TEXT SEGMENT start

Learning the source code of ConcurrentHashMap

Posted by TonyB on Tue, 30 Nov 2021 13:41:39 +0100

Learning the source code of ConcurrentHashMap

It is recommended to understand the underlying source code of HashMap first, and then learn ConcurrentHashMap. The efficiency will be much faster.
Here is my understanding of HashMap.
HashMap source code learning

characteristic

  • ConcurrentHashMap inherits the AbstractMap class and implements the ConcurrentMap and Serializable interfaces
  • Concurrent HashMap thread safety (jdk1.7: segment lock; jdk1.8: node+cas+synchronized)

Seven important parameters

  • Maximum array length_ CAPACITY = 1 << 30
  • Array initialization length DEFAULT_CAPACITY = 16
  • Default concurrency level DEFAULT_CONCURRENCY_LEVEL = 16
  • Load factor LOAD_FACTOR = 0.75f
  • Tree threshold tree_ THRESHOLD = 8
  • Chained threshold UNTREEIFY_THRESHOLD = 6
  • Minimum treelized array length MIN_TREEIFY_CAPACITY = 64

Several important methods

Based on jdk1.8

put()

First, look at the put function. putVal is called internally

putVal()

final V putVal(K key, V value, boolean onlyIfAbsent) {
		// The key value of ConcurrentHashMap cannot be empty
        if (key == null || value == null) throw new NullPointerException();
        // Calculate the hash value of the key
        int hash = spread(key.hashCode());
        // binCount is used to record the number of elements in the linked list / tree
        int binCount = 0;
        for (Node<K,V>[] tab = table;;) {
            Node<K,V> f; int n, i, fh;
            // If the Node array is empty, initialize it first
            if (tab == null || (n = tab.length) == 0)

TEXT SEGMENT end

:: SHORT TASK 1 ::
In the ConcurrentHashMap text, what does jdk1.8 use to make the map thread safe?
:: SHORT TASK 2 ::
Name every class and interface that, according to the ConcurrentHashMap text, ConcurrentHashMap inherits or implements.
:: SHORT TASK 3 ::
Pull out the section of the ConcurrentHashMap text that starts at the words "Posted by TonyB" and ends after "understanding of HashMap.".

LISTED RECORDS start

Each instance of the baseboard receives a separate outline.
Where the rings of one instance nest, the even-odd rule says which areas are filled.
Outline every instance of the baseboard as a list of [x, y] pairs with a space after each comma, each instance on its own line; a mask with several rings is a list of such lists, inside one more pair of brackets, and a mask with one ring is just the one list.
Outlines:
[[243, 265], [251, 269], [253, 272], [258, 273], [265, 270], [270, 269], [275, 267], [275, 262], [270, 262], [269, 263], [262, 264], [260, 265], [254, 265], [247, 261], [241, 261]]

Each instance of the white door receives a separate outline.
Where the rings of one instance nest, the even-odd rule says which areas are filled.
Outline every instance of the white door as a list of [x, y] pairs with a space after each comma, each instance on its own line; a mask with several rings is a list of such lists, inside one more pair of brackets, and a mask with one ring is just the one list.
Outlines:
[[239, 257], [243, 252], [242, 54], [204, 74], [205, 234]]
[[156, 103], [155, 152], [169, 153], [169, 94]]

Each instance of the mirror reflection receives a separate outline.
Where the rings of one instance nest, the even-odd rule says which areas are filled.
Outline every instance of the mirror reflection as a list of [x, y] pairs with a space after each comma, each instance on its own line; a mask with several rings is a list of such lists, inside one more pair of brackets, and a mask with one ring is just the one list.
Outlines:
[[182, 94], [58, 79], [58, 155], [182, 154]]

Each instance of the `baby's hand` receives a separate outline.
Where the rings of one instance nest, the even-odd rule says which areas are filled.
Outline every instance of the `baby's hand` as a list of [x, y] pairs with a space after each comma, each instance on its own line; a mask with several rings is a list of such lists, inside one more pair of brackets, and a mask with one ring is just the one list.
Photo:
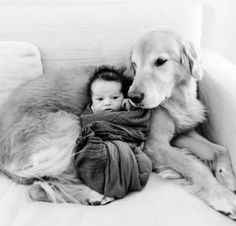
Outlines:
[[123, 101], [122, 101], [122, 109], [123, 110], [126, 110], [126, 111], [130, 111], [132, 109], [132, 105], [131, 103], [129, 102], [129, 99], [128, 98], [125, 98]]

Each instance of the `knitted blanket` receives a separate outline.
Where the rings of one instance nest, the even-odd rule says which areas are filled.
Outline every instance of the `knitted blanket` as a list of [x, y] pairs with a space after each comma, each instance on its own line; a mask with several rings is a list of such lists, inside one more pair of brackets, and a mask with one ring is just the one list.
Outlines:
[[141, 109], [82, 115], [75, 156], [78, 177], [109, 197], [141, 190], [152, 170], [142, 151], [149, 117], [150, 111]]

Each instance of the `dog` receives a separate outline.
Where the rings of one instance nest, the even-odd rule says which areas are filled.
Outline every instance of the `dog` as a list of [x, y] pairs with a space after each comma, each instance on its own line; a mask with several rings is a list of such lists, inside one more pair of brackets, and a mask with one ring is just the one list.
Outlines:
[[44, 74], [19, 86], [0, 108], [0, 171], [29, 185], [33, 200], [87, 205], [113, 200], [84, 185], [73, 165], [78, 115], [89, 102], [85, 81], [93, 71]]
[[[137, 107], [153, 109], [144, 150], [153, 170], [162, 178], [186, 178], [194, 194], [236, 219], [229, 153], [194, 130], [206, 113], [197, 99], [202, 69], [196, 48], [173, 31], [151, 31], [135, 44], [131, 64], [134, 80], [128, 97]], [[212, 163], [211, 169], [205, 161]]]

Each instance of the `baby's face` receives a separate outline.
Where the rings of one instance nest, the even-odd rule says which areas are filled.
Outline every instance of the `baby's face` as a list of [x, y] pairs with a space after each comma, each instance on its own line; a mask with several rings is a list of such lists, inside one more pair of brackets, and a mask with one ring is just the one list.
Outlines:
[[101, 111], [119, 111], [122, 107], [124, 96], [121, 92], [121, 83], [116, 81], [95, 80], [91, 86], [92, 110], [94, 113]]

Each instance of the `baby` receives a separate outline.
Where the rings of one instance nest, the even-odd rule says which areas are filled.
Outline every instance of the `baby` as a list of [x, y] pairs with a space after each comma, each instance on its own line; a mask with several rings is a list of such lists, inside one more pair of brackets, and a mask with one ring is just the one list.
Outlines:
[[131, 80], [124, 75], [124, 68], [99, 67], [88, 83], [91, 110], [94, 113], [129, 110], [127, 92], [130, 84]]

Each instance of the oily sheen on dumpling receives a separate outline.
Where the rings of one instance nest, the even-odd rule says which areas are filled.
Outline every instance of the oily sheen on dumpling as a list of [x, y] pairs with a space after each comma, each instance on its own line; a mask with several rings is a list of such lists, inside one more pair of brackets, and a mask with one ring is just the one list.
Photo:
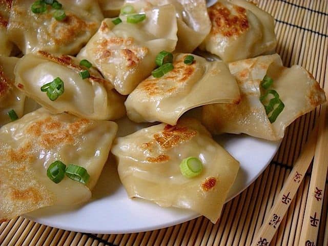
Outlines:
[[231, 62], [268, 53], [275, 48], [273, 17], [253, 3], [218, 0], [208, 12], [212, 29], [200, 46], [202, 50]]
[[[83, 203], [91, 196], [117, 130], [112, 121], [52, 115], [42, 108], [0, 129], [0, 221], [52, 205]], [[85, 168], [86, 185], [47, 176], [53, 161]]]
[[192, 52], [211, 30], [205, 0], [126, 0], [125, 4], [132, 5], [141, 11], [149, 9], [152, 6], [173, 5], [178, 25], [177, 52]]
[[146, 12], [145, 20], [128, 23], [126, 16], [115, 25], [105, 19], [97, 33], [78, 55], [91, 61], [123, 95], [130, 94], [155, 68], [162, 50], [172, 51], [176, 45], [175, 10], [172, 5]]
[[[213, 134], [245, 133], [278, 140], [294, 120], [326, 100], [324, 92], [309, 72], [298, 65], [283, 67], [277, 54], [232, 63], [229, 68], [239, 86], [241, 100], [238, 105], [203, 107], [202, 122]], [[264, 93], [260, 83], [265, 75], [273, 79], [269, 89], [278, 92], [285, 106], [273, 124], [260, 101]]]
[[173, 70], [160, 78], [151, 76], [129, 95], [125, 105], [130, 119], [174, 125], [182, 114], [196, 107], [238, 104], [239, 89], [225, 64], [192, 55], [194, 61], [188, 65], [183, 62], [187, 55], [175, 55]]
[[[67, 55], [55, 56], [44, 51], [22, 58], [15, 69], [16, 86], [27, 95], [53, 113], [68, 112], [92, 119], [113, 119], [125, 114], [124, 97], [113, 89], [94, 68], [83, 79], [78, 73], [86, 68], [79, 60]], [[65, 91], [51, 101], [41, 87], [59, 77]]]
[[[234, 182], [239, 163], [213, 140], [199, 121], [179, 120], [145, 128], [116, 138], [111, 150], [128, 196], [162, 207], [199, 213], [215, 223]], [[182, 160], [198, 157], [200, 175], [188, 178], [179, 169]]]
[[47, 5], [43, 13], [32, 12], [34, 0], [14, 0], [8, 25], [11, 40], [23, 54], [37, 50], [75, 55], [96, 32], [103, 18], [97, 1], [60, 0], [66, 18], [53, 16], [55, 10]]
[[19, 117], [23, 115], [25, 95], [15, 86], [14, 75], [18, 59], [0, 56], [0, 127], [11, 121], [10, 111], [13, 109]]

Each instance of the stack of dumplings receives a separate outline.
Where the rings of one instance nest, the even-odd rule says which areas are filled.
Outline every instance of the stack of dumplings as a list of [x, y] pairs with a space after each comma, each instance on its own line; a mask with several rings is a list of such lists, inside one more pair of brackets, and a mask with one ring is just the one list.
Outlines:
[[212, 134], [279, 140], [326, 101], [276, 45], [244, 0], [0, 1], [0, 222], [88, 202], [111, 152], [130, 198], [215, 223], [239, 163]]

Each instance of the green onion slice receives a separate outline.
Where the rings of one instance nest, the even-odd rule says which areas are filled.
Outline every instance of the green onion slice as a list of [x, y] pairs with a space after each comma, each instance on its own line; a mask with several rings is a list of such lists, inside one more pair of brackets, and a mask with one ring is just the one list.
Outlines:
[[55, 9], [60, 9], [63, 7], [61, 4], [58, 3], [58, 1], [56, 0], [53, 0], [52, 6]]
[[52, 162], [48, 168], [47, 176], [53, 182], [58, 183], [60, 182], [65, 176], [65, 169], [66, 165], [60, 160], [56, 160]]
[[59, 9], [55, 11], [53, 13], [53, 17], [57, 20], [64, 20], [66, 18], [66, 14], [65, 14], [65, 11], [63, 10]]
[[261, 86], [265, 90], [267, 90], [271, 86], [272, 83], [273, 83], [273, 79], [268, 76], [265, 75], [261, 82]]
[[174, 68], [172, 63], [166, 63], [152, 72], [152, 75], [155, 78], [160, 78], [166, 73]]
[[116, 19], [114, 19], [112, 20], [113, 24], [115, 25], [119, 24], [121, 22], [122, 22], [122, 20], [119, 17], [117, 17]]
[[64, 93], [64, 81], [59, 77], [55, 78], [50, 83], [41, 87], [41, 91], [47, 92], [47, 95], [52, 101], [56, 100]]
[[194, 56], [192, 55], [188, 55], [184, 57], [183, 63], [184, 63], [184, 64], [187, 64], [187, 65], [190, 65], [194, 62]]
[[187, 178], [199, 175], [203, 170], [203, 165], [197, 157], [190, 156], [183, 159], [180, 163], [180, 171]]
[[87, 183], [90, 177], [87, 170], [79, 166], [70, 164], [66, 168], [66, 176], [73, 180]]
[[90, 76], [90, 73], [88, 70], [84, 70], [82, 72], [78, 73], [78, 74], [82, 77], [83, 79], [85, 78], [89, 78]]
[[31, 10], [34, 14], [44, 13], [47, 10], [46, 3], [43, 1], [35, 1], [31, 6]]
[[135, 11], [134, 10], [134, 8], [132, 5], [130, 4], [127, 4], [123, 6], [123, 7], [121, 9], [120, 14], [133, 14], [134, 13]]
[[128, 23], [139, 23], [146, 19], [146, 14], [137, 14], [128, 15], [127, 22]]
[[17, 115], [17, 114], [15, 112], [15, 110], [14, 110], [13, 109], [12, 109], [11, 110], [10, 110], [9, 112], [8, 112], [8, 113], [12, 121], [13, 121], [14, 120], [16, 120], [18, 118], [18, 116]]
[[166, 63], [172, 63], [173, 60], [173, 55], [172, 53], [163, 50], [156, 56], [155, 63], [157, 66], [160, 67]]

LISTED RECORDS end

:: EXPECTED OUTPUT 1 ::
node+cas+synchronized

:: EXPECTED OUTPUT 2 ::
AbstractMap, ConcurrentMap, Serializable

:: EXPECTED OUTPUT 3 ::
Posted by TonyB on Tue, 30 Nov 2021 13:41:39 +0100

Learning the source code of ConcurrentHashMap

It is recommended to understand the underlying source code of HashMap first, and then learn ConcurrentHashMap. The efficiency will be much faster.
Here is my understanding of HashMap.